### What you will do
Answer these questions from the gastric cancer article excerpt below.
(a) On what date was the article accepted?
(b) How many patients were in the training cohort?
(c) What measure was used to evaluate the nomogram model's performance?

### Excerpt to read

□ □ □ □ □ □ □

Open-Access: This article is an open-access article that was selected by an in-house editor and fully peer-reviewed by external reviewers. It is distributed in accordance with the Creative Commons Attribution NonCommercial (CC BY-NC 4.0) license, which permits others to distribute, remix, adapt, build upon this work non-commercially, and license their derivative works on different terms, provided the original work is properly cited and the use is non-commercial. See: https://creativecommons.org/Licenses/by-nc/4.0/

Corresponding author: Wei-Wen Lin, PhD, Doctor, Professor, Researcher, Department of Radiology, Fujian Medical University Union Hospital, Xinquan Road, Gulou District, Fuzhou 350001, Fujian Province, China. wwl152559063@163.com

Received: October 20, 2023
Peer-review started: October 20, 2023
First decision: December 5, 2023
Revised: December 18, 2023
Accepted: January 15, 2024
Article in press: January 15, 2024
Published online: February 14, 2024
Processing time: 107 Days and 23 Hours

Abstract

BACKGROUND

Lymphovascular invasion (LVI) and perineural invasion (PNI) are important prognostic factors for gastric cancer (GC) that indicate an increased risk of metastasis and poor outcomes. Accurate preoperative prediction of LVI/PNI status could help clinicians identify high-risk patients and guide treatment decisions. However, prior models using conventional computed tomography (CT) images to predict LVI or PNI separately have had limited accuracy. Spectral CT provides quantitative enhancement parameters that may better capture tumor invasion. We hypothesized that a predictive model combining clinical and spectral CT parameters would accurately preoperatively predict LVI/PNI status in GC patients.

AIM

To develop and test a machine learning model that fuses spectral CT parameters and clinical indicators to predict LVI/PNI status accurately.

METHODS

This study used a retrospective dataset involving 257 GC patients (training cohort, n = 172; validation cohort, n = 85). First, several clinical indicators, including serum tumor markers, CT-TN stages and CT-detected extramural vein invasion (CT-EMVI), were extracted, as were quantitative spectral CT parameters from the delineated tumor regions. Next, a two-step feature selection approach using correlation-based methods and information gain ranking inside a 10-fold cross-validation loop was utilized to select informative clinical and spectral CT parameters. A logistic regression (LR)-based nomogram model was subsequently constructed to predict LVI/PNI status, and its performance was evaluated using the area under the receiver operating characteristic curve (AUC).

□ □ □ □ □ □ □

### Supplied entries

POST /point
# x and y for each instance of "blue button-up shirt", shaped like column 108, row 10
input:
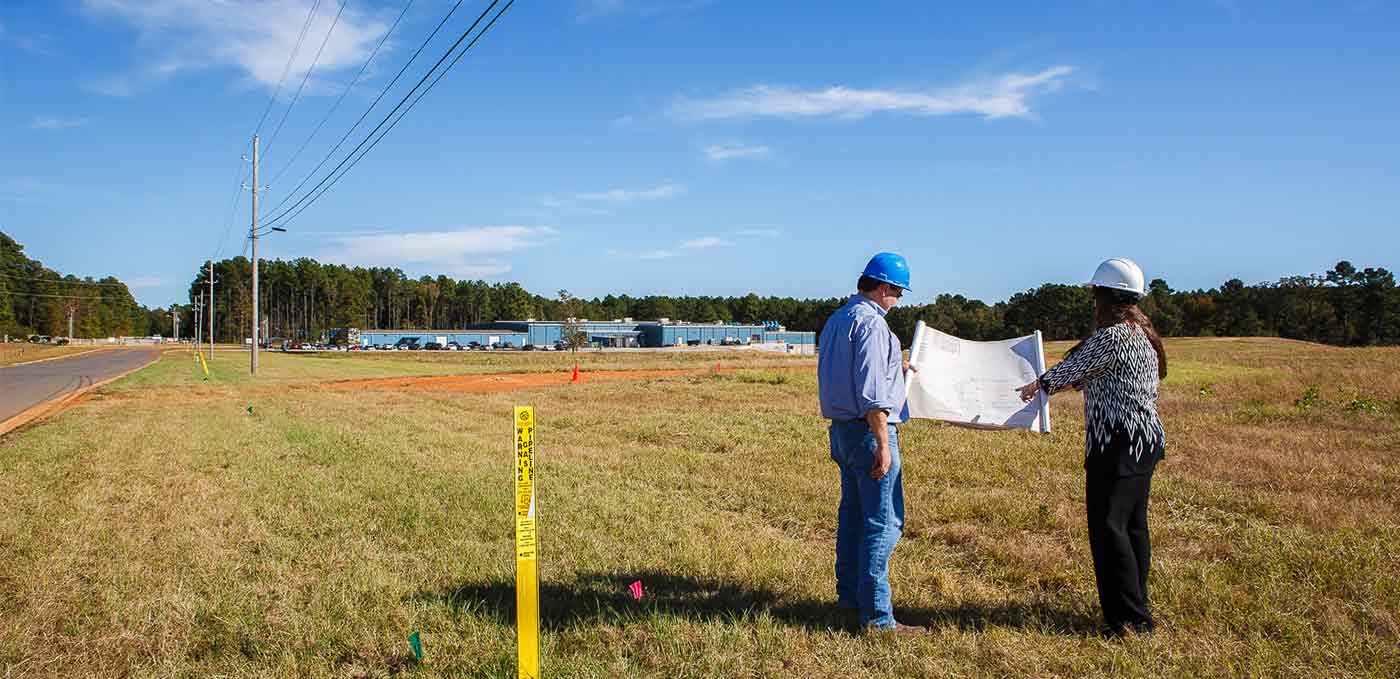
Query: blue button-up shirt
column 860, row 366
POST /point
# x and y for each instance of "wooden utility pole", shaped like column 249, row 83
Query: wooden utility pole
column 252, row 233
column 212, row 308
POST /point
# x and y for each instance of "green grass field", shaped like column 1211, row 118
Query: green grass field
column 163, row 529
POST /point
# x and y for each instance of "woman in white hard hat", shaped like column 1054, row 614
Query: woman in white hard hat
column 1119, row 368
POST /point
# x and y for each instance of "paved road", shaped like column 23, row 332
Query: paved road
column 24, row 387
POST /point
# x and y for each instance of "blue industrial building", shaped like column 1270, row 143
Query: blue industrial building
column 606, row 333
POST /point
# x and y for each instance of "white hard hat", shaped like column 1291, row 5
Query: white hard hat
column 1119, row 273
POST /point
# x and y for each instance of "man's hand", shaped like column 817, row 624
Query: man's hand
column 1029, row 391
column 881, row 465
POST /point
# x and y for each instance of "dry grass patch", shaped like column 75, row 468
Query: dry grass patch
column 142, row 536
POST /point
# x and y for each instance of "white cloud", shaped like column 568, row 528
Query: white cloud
column 693, row 244
column 598, row 9
column 655, row 254
column 35, row 44
column 454, row 252
column 633, row 195
column 720, row 153
column 998, row 97
column 56, row 123
column 254, row 37
column 706, row 242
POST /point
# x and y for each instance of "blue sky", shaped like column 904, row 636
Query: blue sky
column 717, row 147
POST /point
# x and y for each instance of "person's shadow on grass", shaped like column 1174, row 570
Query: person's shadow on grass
column 602, row 598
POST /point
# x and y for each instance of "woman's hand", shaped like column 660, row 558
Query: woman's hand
column 1029, row 391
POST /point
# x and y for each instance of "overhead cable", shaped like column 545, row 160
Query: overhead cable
column 346, row 91
column 426, row 76
column 291, row 58
column 405, row 111
column 305, row 77
column 375, row 102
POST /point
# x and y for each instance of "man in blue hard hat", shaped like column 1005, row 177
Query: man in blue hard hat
column 860, row 371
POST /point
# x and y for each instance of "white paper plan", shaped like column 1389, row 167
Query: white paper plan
column 975, row 382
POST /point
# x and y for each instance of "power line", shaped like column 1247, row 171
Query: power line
column 375, row 102
column 426, row 76
column 305, row 25
column 41, row 279
column 336, row 105
column 58, row 297
column 233, row 206
column 305, row 77
column 410, row 105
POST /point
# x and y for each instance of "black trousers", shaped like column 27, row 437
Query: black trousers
column 1122, row 550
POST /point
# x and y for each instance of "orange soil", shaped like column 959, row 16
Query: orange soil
column 508, row 381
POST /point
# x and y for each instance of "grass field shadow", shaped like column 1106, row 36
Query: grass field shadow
column 602, row 598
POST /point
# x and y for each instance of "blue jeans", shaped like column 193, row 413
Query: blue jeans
column 868, row 524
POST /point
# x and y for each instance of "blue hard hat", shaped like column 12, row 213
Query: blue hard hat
column 889, row 268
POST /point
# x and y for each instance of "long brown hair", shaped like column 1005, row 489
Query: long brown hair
column 1113, row 307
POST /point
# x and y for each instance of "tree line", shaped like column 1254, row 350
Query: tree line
column 303, row 298
column 35, row 298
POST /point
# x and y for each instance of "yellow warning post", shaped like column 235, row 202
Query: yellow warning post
column 527, row 545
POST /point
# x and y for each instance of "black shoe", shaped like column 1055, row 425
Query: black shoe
column 1141, row 629
column 899, row 630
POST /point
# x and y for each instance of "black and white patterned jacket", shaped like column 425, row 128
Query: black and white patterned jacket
column 1117, row 370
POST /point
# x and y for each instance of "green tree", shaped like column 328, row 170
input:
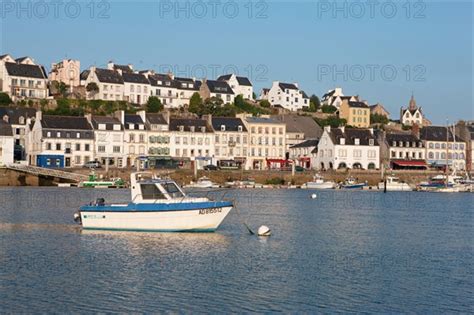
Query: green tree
column 5, row 99
column 153, row 105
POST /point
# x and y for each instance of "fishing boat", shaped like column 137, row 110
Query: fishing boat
column 318, row 182
column 203, row 182
column 351, row 183
column 94, row 182
column 156, row 205
column 393, row 183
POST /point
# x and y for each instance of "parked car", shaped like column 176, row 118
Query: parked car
column 210, row 167
column 92, row 164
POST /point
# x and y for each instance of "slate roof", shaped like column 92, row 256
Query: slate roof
column 124, row 68
column 156, row 119
column 5, row 129
column 301, row 124
column 358, row 105
column 108, row 121
column 437, row 133
column 27, row 71
column 350, row 134
column 108, row 76
column 65, row 122
column 230, row 123
column 134, row 78
column 263, row 120
column 14, row 114
column 306, row 144
column 404, row 137
column 289, row 86
column 220, row 87
column 187, row 123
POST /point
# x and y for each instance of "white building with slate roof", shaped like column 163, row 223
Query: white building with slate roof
column 23, row 78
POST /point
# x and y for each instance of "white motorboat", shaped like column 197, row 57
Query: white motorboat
column 394, row 184
column 156, row 205
column 318, row 182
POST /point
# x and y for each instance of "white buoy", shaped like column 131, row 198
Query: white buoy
column 264, row 231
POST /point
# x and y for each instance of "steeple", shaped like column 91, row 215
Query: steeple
column 412, row 105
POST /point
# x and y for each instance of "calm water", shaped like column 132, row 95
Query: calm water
column 345, row 251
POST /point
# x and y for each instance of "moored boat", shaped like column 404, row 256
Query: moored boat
column 394, row 184
column 156, row 205
column 318, row 182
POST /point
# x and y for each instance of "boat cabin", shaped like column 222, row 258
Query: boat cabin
column 147, row 188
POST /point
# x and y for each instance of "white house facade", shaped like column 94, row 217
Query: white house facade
column 348, row 148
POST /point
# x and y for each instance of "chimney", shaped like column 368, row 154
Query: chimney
column 415, row 130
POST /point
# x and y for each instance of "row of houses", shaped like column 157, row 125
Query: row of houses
column 22, row 78
column 158, row 140
column 355, row 148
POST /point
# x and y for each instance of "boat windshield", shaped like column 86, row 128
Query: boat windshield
column 172, row 190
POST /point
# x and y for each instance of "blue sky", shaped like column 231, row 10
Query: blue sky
column 381, row 52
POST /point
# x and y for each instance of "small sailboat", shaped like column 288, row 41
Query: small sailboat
column 351, row 183
column 156, row 205
column 318, row 182
column 393, row 183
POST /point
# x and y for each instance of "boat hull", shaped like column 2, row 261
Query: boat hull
column 200, row 219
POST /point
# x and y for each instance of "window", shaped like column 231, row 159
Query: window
column 150, row 192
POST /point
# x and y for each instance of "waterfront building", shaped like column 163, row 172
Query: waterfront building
column 136, row 88
column 335, row 98
column 60, row 141
column 109, row 82
column 240, row 85
column 67, row 71
column 164, row 87
column 6, row 143
column 17, row 118
column 22, row 78
column 286, row 95
column 186, row 88
column 379, row 109
column 217, row 89
column 443, row 147
column 192, row 139
column 348, row 148
column 356, row 114
column 266, row 142
column 135, row 138
column 109, row 140
column 412, row 115
column 159, row 140
column 403, row 150
column 299, row 129
column 305, row 153
column 230, row 141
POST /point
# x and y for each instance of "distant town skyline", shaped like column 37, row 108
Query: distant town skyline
column 381, row 55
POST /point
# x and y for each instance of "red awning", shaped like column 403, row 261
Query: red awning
column 410, row 163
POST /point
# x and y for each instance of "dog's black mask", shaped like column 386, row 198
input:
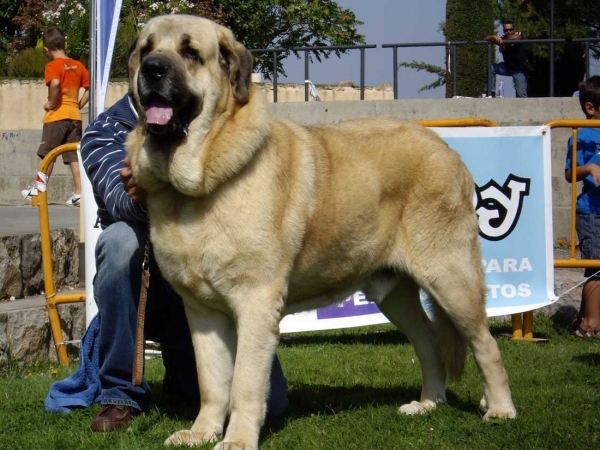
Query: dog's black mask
column 169, row 107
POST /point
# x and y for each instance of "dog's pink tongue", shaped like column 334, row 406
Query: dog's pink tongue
column 159, row 115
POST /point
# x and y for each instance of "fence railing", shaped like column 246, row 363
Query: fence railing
column 451, row 45
column 307, row 50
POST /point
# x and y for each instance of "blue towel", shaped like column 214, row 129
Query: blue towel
column 82, row 388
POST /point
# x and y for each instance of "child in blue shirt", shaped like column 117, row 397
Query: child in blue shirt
column 587, row 323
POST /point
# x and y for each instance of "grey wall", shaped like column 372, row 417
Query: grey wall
column 18, row 162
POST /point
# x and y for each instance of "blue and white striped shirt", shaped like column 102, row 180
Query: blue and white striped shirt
column 102, row 154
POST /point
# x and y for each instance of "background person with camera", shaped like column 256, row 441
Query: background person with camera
column 516, row 64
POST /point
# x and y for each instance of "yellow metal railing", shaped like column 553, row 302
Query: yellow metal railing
column 52, row 298
column 522, row 324
column 574, row 124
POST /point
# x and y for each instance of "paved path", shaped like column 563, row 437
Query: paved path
column 24, row 219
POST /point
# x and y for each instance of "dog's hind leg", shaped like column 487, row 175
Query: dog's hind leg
column 455, row 281
column 214, row 340
column 403, row 308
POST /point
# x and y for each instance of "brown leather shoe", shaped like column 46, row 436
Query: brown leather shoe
column 113, row 417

□ □ □ □ □ □ □

### Answer for this exercise
(a) January 15, 2024
(b) 172
(c) The area under the receiver operating characteristic curve (AUC)